Start of TEXT FOR ANALYSIS

Recently, the team led by Jin Hongzhong, Director of the Department of Dermatology at PUMCH, published their latest research in the internationally prestigious British Journal of Dermatology (IF=9.6). For the first time, the study systematically revealed the core driving role of the IL-36 signaling pathway in the pathogenesis of Sweet syndrome (SS) and its feasibility as a therapeutic target, offering innovative treatment approaches for refractory SS cases. This project was supported by the National High Level Hospital Clinical Research Funding.
Sweet syndrome, also known as acute febrile neutrophilic dermatosis, typically presents with severely painful edematous erythematous plaques, often accompanied by high fever, and may be associated with underlying conditions such as hematologic diseases and inflammatory bowel disease. It is commonly treated with high-dose systemic corticosteroids, but some patients are resistant to corticosteroids. To date, the pathogenesis and core inflammatory pathways of this disease remain unclear.

End of TEXT FOR ANALYSIS
Start of SUPPLIED ENTRIES

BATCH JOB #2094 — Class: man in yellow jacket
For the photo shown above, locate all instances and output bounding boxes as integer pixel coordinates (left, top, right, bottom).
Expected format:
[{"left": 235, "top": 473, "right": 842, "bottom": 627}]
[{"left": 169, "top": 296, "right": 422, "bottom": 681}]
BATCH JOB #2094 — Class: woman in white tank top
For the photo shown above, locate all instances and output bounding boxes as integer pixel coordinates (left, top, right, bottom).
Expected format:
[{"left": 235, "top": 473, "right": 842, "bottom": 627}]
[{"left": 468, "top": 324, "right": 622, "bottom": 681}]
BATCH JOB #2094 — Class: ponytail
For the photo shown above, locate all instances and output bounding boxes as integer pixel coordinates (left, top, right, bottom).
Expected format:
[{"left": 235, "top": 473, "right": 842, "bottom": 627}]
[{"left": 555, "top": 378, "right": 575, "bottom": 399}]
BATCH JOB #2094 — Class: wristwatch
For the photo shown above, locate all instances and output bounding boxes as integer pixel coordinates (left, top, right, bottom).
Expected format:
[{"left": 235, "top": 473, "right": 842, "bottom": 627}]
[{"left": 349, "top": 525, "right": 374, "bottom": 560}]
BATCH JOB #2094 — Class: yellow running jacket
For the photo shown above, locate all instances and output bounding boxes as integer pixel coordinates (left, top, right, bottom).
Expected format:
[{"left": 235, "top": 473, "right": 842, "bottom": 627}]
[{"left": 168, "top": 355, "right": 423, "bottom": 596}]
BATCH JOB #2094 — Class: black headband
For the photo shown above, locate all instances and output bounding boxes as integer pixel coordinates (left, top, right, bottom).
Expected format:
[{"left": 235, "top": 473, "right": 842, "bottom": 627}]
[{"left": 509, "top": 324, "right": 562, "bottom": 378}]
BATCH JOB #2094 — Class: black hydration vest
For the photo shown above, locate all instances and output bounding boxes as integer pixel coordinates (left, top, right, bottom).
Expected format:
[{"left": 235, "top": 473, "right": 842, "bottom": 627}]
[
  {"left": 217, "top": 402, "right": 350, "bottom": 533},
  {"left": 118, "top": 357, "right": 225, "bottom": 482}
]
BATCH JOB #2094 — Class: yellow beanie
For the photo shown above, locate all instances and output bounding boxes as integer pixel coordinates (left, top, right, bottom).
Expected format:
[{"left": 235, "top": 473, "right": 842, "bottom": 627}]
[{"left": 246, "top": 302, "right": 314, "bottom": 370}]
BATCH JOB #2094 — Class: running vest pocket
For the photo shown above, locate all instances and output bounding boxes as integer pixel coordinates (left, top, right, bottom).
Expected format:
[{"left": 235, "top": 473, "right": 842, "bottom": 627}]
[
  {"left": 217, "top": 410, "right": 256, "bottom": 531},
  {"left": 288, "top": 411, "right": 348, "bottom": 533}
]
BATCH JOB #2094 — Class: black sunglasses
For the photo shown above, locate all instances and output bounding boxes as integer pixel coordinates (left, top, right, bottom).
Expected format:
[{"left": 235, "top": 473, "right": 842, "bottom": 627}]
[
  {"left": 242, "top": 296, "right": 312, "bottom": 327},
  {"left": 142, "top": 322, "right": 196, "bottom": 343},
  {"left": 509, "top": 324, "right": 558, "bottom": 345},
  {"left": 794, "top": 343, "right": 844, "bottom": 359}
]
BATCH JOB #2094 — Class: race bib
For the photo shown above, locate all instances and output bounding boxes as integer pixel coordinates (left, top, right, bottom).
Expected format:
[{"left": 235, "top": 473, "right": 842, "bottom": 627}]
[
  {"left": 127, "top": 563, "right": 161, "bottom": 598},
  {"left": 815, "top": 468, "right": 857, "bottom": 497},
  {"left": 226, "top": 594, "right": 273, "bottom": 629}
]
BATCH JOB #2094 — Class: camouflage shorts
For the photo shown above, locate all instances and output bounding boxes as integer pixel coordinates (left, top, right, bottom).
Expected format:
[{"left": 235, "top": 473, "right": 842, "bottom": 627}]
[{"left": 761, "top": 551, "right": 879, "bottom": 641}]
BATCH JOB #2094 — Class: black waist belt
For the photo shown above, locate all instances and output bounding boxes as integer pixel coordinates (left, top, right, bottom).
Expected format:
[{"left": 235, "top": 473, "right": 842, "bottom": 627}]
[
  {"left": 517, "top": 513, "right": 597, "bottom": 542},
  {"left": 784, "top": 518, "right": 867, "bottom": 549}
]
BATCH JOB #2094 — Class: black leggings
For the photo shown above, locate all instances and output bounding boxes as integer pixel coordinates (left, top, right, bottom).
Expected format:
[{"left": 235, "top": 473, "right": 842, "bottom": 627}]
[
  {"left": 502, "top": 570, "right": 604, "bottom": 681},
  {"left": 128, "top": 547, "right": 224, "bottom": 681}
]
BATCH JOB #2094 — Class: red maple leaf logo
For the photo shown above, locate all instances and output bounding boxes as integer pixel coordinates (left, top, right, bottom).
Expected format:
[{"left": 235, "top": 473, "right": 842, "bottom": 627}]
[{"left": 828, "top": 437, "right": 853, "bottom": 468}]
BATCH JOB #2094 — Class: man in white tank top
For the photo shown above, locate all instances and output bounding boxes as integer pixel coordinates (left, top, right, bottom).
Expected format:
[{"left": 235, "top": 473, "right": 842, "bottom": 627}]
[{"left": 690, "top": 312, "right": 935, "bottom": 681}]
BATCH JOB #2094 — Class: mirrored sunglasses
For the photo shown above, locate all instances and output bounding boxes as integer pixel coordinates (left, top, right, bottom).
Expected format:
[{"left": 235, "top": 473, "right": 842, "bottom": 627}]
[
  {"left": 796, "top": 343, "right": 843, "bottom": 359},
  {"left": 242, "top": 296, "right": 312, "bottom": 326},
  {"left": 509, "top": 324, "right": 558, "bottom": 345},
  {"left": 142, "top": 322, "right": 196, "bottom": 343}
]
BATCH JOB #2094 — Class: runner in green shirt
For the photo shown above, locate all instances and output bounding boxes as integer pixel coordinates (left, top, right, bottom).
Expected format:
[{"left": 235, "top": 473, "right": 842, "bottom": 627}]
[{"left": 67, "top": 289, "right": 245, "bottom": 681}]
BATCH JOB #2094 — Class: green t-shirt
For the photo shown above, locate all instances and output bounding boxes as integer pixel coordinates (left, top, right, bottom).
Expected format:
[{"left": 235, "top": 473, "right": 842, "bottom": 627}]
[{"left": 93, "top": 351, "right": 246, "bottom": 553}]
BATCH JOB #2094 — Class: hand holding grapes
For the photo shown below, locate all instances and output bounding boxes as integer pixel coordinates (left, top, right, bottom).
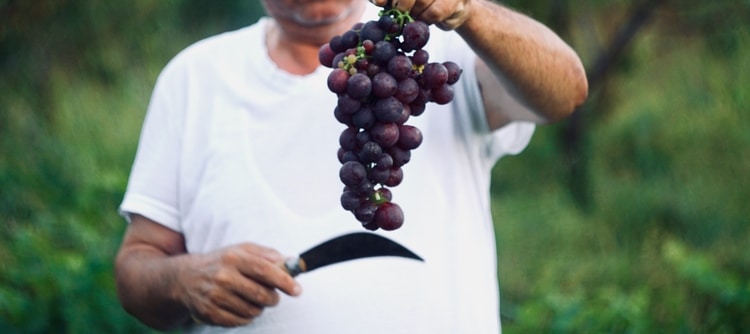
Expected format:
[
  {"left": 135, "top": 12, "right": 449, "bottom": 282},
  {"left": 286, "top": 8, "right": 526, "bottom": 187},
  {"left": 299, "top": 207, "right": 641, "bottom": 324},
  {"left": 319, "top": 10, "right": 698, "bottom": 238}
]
[
  {"left": 370, "top": 0, "right": 472, "bottom": 30},
  {"left": 319, "top": 8, "right": 461, "bottom": 230}
]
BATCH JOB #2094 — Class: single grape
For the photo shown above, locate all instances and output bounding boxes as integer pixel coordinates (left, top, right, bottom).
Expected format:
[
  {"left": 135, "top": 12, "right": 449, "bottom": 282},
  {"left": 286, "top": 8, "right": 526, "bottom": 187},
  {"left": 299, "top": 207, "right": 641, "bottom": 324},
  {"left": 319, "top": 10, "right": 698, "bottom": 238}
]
[
  {"left": 401, "top": 21, "right": 430, "bottom": 50},
  {"left": 397, "top": 125, "right": 422, "bottom": 150},
  {"left": 388, "top": 54, "right": 412, "bottom": 80},
  {"left": 372, "top": 41, "right": 396, "bottom": 64},
  {"left": 422, "top": 63, "right": 448, "bottom": 88},
  {"left": 430, "top": 84, "right": 453, "bottom": 104},
  {"left": 383, "top": 167, "right": 404, "bottom": 187},
  {"left": 372, "top": 72, "right": 398, "bottom": 98},
  {"left": 370, "top": 123, "right": 399, "bottom": 147},
  {"left": 375, "top": 187, "right": 393, "bottom": 202},
  {"left": 333, "top": 107, "right": 356, "bottom": 126},
  {"left": 350, "top": 104, "right": 377, "bottom": 129},
  {"left": 411, "top": 49, "right": 430, "bottom": 66},
  {"left": 341, "top": 190, "right": 362, "bottom": 211},
  {"left": 346, "top": 73, "right": 372, "bottom": 99},
  {"left": 339, "top": 127, "right": 359, "bottom": 151},
  {"left": 395, "top": 78, "right": 419, "bottom": 104},
  {"left": 328, "top": 35, "right": 347, "bottom": 53},
  {"left": 359, "top": 21, "right": 385, "bottom": 43},
  {"left": 443, "top": 61, "right": 463, "bottom": 85},
  {"left": 339, "top": 161, "right": 367, "bottom": 187},
  {"left": 318, "top": 43, "right": 336, "bottom": 68},
  {"left": 372, "top": 96, "right": 404, "bottom": 123},
  {"left": 386, "top": 146, "right": 411, "bottom": 167},
  {"left": 336, "top": 94, "right": 362, "bottom": 115},
  {"left": 372, "top": 202, "right": 404, "bottom": 231},
  {"left": 359, "top": 141, "right": 383, "bottom": 164},
  {"left": 341, "top": 30, "right": 359, "bottom": 49},
  {"left": 375, "top": 153, "right": 393, "bottom": 170},
  {"left": 393, "top": 104, "right": 411, "bottom": 125},
  {"left": 328, "top": 68, "right": 349, "bottom": 94},
  {"left": 352, "top": 201, "right": 377, "bottom": 225},
  {"left": 367, "top": 168, "right": 391, "bottom": 184}
]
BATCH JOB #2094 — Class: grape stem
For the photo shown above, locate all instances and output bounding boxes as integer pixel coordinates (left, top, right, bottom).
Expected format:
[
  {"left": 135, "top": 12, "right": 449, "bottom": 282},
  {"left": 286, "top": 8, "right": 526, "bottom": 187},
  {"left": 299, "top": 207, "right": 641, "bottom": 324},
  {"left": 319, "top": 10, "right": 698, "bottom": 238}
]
[{"left": 343, "top": 5, "right": 414, "bottom": 71}]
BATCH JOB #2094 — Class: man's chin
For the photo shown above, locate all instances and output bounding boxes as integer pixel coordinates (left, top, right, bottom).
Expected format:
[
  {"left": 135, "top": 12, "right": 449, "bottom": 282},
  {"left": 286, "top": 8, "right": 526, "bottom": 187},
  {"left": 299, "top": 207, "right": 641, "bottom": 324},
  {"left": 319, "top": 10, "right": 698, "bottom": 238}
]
[{"left": 294, "top": 8, "right": 352, "bottom": 27}]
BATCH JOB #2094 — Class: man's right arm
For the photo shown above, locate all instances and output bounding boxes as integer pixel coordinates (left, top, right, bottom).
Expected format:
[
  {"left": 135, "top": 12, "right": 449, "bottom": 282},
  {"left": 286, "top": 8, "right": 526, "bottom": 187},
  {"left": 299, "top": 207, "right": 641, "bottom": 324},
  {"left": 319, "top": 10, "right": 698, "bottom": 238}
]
[{"left": 115, "top": 215, "right": 301, "bottom": 330}]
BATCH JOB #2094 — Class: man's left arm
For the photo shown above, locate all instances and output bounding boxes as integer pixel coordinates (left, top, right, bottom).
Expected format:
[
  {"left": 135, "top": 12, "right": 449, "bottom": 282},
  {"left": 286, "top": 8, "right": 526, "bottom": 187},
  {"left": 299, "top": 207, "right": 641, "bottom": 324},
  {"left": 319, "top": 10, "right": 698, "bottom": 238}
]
[{"left": 373, "top": 0, "right": 588, "bottom": 129}]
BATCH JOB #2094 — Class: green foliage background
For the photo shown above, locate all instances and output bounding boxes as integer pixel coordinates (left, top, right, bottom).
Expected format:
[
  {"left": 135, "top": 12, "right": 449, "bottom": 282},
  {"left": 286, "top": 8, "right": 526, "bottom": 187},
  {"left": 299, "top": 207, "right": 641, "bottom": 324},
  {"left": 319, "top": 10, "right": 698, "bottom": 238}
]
[{"left": 0, "top": 0, "right": 750, "bottom": 333}]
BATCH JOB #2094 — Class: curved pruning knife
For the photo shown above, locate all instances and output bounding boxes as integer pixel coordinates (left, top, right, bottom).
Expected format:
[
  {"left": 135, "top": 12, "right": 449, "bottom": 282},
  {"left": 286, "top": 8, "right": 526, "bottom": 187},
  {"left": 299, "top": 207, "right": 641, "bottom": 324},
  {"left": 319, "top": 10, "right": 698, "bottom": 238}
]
[{"left": 284, "top": 232, "right": 424, "bottom": 277}]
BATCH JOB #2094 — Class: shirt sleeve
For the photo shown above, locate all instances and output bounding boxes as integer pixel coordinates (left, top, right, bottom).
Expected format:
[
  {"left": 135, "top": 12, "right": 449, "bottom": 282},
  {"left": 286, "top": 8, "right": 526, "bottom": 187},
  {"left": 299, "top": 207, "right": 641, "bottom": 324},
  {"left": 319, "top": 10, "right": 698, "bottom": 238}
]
[{"left": 119, "top": 58, "right": 186, "bottom": 231}]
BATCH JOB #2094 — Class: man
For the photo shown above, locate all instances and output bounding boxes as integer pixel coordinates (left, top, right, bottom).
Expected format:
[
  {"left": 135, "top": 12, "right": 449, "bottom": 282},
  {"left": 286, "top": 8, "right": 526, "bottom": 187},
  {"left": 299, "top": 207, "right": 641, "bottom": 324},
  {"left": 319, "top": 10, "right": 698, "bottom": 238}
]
[{"left": 116, "top": 0, "right": 587, "bottom": 333}]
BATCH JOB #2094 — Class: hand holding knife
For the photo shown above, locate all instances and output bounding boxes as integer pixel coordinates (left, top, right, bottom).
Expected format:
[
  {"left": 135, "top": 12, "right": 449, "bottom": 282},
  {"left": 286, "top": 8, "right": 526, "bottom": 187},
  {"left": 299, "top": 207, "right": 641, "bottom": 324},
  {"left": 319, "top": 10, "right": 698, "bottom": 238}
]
[{"left": 283, "top": 232, "right": 424, "bottom": 277}]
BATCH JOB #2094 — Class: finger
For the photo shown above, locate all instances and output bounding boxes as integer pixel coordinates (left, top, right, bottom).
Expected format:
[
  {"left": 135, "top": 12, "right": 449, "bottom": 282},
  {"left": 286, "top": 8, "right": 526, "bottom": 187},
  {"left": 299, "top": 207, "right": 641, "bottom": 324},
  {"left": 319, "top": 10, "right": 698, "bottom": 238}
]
[
  {"left": 393, "top": 0, "right": 415, "bottom": 12},
  {"left": 237, "top": 245, "right": 302, "bottom": 296},
  {"left": 370, "top": 0, "right": 390, "bottom": 7}
]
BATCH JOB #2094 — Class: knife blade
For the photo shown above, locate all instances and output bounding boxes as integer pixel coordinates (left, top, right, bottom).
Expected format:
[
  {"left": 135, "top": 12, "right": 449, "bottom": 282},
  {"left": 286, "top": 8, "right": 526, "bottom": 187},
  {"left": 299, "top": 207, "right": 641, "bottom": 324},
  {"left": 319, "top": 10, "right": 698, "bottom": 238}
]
[{"left": 284, "top": 232, "right": 424, "bottom": 277}]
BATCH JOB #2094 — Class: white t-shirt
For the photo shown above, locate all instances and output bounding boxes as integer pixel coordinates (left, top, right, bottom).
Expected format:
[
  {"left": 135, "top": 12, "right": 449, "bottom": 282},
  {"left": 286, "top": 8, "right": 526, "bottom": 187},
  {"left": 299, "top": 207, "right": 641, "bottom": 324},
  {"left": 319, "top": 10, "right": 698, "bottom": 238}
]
[{"left": 120, "top": 3, "right": 534, "bottom": 334}]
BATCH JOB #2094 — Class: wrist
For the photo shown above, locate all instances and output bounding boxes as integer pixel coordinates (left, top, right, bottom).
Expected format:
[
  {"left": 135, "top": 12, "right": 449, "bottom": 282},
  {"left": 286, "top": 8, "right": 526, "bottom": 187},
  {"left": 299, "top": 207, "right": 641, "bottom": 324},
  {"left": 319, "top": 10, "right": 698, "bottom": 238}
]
[{"left": 436, "top": 0, "right": 477, "bottom": 31}]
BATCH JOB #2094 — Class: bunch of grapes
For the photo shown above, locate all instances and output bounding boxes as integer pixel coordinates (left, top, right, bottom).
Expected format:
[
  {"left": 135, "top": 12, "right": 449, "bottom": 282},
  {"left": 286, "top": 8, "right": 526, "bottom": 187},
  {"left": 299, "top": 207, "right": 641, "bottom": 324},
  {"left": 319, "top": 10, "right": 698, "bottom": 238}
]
[{"left": 319, "top": 8, "right": 461, "bottom": 230}]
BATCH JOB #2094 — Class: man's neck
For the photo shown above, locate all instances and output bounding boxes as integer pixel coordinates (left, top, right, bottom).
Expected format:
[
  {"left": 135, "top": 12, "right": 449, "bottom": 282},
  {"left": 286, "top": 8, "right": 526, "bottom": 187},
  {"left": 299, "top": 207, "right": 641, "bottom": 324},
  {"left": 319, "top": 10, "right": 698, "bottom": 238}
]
[{"left": 266, "top": 7, "right": 364, "bottom": 75}]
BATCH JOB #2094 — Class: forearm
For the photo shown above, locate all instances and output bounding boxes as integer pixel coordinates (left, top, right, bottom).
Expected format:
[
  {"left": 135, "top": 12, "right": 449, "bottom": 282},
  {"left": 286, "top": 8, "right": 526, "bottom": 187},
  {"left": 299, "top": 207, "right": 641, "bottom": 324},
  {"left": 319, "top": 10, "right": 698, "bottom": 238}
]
[
  {"left": 456, "top": 0, "right": 588, "bottom": 121},
  {"left": 115, "top": 246, "right": 190, "bottom": 330}
]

End of SUPPLIED ENTRIES

**TASKS:**
• a. In the text on the Sweet syndrome study, what other name is given for Sweet syndrome?
• b. Continue the text on the Sweet syndrome study from its last sentence.

**ANSWER SECTION:**
• a. Acute febrile neutrophilic dermatosis.

• b.
In the early phase, the research team successfully treated corticosteroid-resistant or contraindicated SS patients with an IL-36R inhibitor, achieving significant therapeutic effects. The team combined single-cell spatiotemporal transcriptomics sequencing with multiplex immunofluorescence to conduct longitudinal analysis of skin lesion tissues and peripheral blood samples from patients before and after the treatment. The results revealed a distinct neutrophil subpopulation within the skin lesions that releases neutrophil extracellular traps (NETs) and elastase, which cleaves and activates IL-36 precursor proteins, thereby forming an inflammatory signal amplification loop.
Spatial transcriptomics further revealed that these neutrophils form localized "inflammatory hotspots" with keratinocytes at the dermoepidermal junction, maintaining an abnormal skin state. Following treatment with the IL-36R inhibitor, this inflammatory network was significantly weakened, and both neutrophil activation and IL-36 signaling were rapidly reduced.
The study also found that CD8⁺ T cells, together with keratinocytes and neutrophils, form an immune-inflammatory chain. Based on these findings, the team proposed that keratinocytes, heterogeneous neutrophils, and CD8⁺ T cells constitute an inflammatory loop that drives the occurrence and progression of SS. Specifically, elastase released by neutrophils mediating IL-36 activation represents a pivotal triggering event.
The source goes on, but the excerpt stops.